▶ **EXTRAIT SOURCE**:
·····

La décision d’Abu Raya de s’engager a été prise à l’âge de 23 ans, alors qu’il préparait une licence d’hébreu à l’Université Ben Gurion, dans la ville de Beer Sheva, au sud du pays. À l’occasion de la fête de Yom HaAtsmaout en 2006, Tsahal avait organisé un salon consacré à l’enrôlement dans la ville bédouine voisine de Rahat.
Abu Raya avait assisté à l’événement avec quelques camarades juifs de l’université, qui avaient terminé leur service militaire obligatoire et connaissaient le contenu du salon. Il s’était senti exclu d’avoir manqué ce qu’il considérait comme une expérience formatrice et avait alors décidé de combler le fossé avec ses pairs.
La décision a toutefois été difficile à prendre. Dans les semaines qui ont précédé son enrôlement, Abu Raya a raconté qu’il avait l’estomac retourné par l’angoisse, car il s’attendait à une forte réaction de la part de sa famille religieuse et conservatrice et de sa communauté à Sakhnin, une région qu’il décrit comme soutenant farouchement le nationalisme palestinien.
Le jour de son enrôlement, il était très nerveux lorsqu’il s’est présenté au centre de recrutement. Il est entré et sorti six ou sept fois en hésitant, attirant l’attention d’un agent de sécurité qui a appelé la police.

·····

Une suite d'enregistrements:
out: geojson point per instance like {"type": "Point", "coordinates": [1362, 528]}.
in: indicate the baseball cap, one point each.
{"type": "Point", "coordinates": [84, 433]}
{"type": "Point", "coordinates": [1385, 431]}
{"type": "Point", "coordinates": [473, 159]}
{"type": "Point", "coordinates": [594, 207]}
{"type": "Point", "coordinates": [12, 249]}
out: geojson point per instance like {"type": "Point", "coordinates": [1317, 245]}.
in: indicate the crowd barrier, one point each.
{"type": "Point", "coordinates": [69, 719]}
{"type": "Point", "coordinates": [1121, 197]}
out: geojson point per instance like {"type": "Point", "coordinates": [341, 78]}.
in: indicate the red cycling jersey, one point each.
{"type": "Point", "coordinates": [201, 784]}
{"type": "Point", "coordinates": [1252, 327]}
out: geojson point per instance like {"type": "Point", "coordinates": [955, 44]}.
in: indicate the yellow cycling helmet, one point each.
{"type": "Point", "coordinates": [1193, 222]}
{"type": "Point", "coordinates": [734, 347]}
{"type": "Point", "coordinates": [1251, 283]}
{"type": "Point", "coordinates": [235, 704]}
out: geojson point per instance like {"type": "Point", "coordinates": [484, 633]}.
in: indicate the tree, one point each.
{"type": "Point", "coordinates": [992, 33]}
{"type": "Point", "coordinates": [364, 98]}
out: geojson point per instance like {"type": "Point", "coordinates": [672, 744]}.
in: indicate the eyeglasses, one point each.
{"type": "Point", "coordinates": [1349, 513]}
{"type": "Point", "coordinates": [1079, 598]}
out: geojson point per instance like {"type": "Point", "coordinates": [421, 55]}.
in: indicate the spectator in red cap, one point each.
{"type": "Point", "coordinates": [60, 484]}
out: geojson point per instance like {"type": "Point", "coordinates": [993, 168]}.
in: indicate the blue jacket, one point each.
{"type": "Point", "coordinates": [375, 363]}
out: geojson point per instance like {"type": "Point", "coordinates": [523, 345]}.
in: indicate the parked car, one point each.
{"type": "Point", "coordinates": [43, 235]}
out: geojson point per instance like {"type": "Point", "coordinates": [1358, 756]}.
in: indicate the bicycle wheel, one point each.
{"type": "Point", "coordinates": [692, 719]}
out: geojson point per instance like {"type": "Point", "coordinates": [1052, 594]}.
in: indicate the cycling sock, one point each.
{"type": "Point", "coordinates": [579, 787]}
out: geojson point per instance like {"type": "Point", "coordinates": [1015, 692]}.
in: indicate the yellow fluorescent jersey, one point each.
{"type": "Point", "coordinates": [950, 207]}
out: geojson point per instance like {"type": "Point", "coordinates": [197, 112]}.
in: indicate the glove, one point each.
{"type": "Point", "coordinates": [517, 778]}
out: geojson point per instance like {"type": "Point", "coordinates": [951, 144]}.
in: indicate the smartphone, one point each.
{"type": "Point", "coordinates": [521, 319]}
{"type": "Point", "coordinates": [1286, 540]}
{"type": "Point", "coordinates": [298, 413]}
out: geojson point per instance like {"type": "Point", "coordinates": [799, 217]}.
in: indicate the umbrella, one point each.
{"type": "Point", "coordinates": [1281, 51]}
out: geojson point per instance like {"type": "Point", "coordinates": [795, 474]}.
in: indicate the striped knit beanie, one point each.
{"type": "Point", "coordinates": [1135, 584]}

·····

▶ **TÂCHE DONNÉE 1**:
Répondez à ces questions sur l'extrait :
(a) Quel âge avait Abu Raya lorsqu'il a décidé de s'engager ?
(b) Dans quelle ville bédouine Tsahal avait-il organisé le salon consacré à l'enrôlement ?
(c) Combien de fois Abu Raya est-il entré et sorti du centre de recrutement le jour de son enrôlement ?
▶ **TÂCHE DONNÉE 2**: Citez l'extrait à partir des mots « La décision d’Abu » jusqu'aux mots « voisine de Rahat. » inclus.
Les items n'ont aucun rapport avec l'extrait.

▶ **RÉSULTAT ATTENDU 1**:
(a) 23 ans.
(b) Rahat.
(c) Six ou sept fois.

▶ **RÉSULTAT ATTENDU 2**:
La décision d’Abu Raya de s’engager a été prise à l’âge de 23 ans, alors qu’il préparait une licence d’hébreu à l’Université Ben Gurion, dans la ville de Beer Sheva, au sud du pays. À l’occasion de la fête de Yom HaAtsmaout en 2006, Tsahal avait organisé un salon consacré à l’enrôlement dans la ville bédouine voisine de Rahat.